#### RECORDS FOR THIS EXERCISE:
*** Begin section ***

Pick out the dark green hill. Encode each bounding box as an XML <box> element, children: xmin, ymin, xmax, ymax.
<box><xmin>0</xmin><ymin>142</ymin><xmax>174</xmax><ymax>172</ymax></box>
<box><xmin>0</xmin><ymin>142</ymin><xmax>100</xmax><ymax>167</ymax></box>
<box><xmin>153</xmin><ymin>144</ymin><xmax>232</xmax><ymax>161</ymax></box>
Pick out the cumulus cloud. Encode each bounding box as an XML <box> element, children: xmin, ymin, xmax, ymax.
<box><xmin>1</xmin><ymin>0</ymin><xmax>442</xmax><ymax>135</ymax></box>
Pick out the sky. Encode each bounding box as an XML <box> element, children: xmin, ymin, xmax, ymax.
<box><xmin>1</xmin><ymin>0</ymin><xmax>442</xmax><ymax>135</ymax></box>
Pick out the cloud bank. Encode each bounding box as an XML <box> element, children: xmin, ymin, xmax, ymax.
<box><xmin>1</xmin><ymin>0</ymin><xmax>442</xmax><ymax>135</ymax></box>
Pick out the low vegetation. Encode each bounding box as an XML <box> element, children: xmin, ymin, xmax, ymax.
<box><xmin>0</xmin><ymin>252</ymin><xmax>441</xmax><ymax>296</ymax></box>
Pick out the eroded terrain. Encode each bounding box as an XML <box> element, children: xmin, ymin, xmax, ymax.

*** End section ***

Keeping each line exactly as it is, retype all of the data.

Pick out the dark green hill. Encode each bounding box as an XML <box> element, children: xmin, ymin, xmax, ymax.
<box><xmin>0</xmin><ymin>142</ymin><xmax>174</xmax><ymax>172</ymax></box>
<box><xmin>0</xmin><ymin>142</ymin><xmax>100</xmax><ymax>167</ymax></box>
<box><xmin>153</xmin><ymin>144</ymin><xmax>232</xmax><ymax>161</ymax></box>
Pick out the cumulus cloud. Encode each bounding box as an XML <box> element, children: xmin, ymin, xmax, ymax.
<box><xmin>1</xmin><ymin>0</ymin><xmax>442</xmax><ymax>135</ymax></box>
Pick out the sky. Encode each bounding box as an XML <box> element, children: xmin, ymin, xmax, ymax.
<box><xmin>1</xmin><ymin>0</ymin><xmax>442</xmax><ymax>135</ymax></box>
Pick out the cloud bank. Encode each bounding box as an XML <box> element, children: xmin, ymin, xmax, ymax.
<box><xmin>1</xmin><ymin>0</ymin><xmax>442</xmax><ymax>135</ymax></box>
Pick out the low vegetation. Encode each bounding box as an XML <box> element, children: xmin, ymin, xmax, ymax.
<box><xmin>0</xmin><ymin>252</ymin><xmax>441</xmax><ymax>296</ymax></box>
Pick out the eroded terrain. Encode each bounding box as an XML <box> element, children: xmin, ymin, xmax, ymax.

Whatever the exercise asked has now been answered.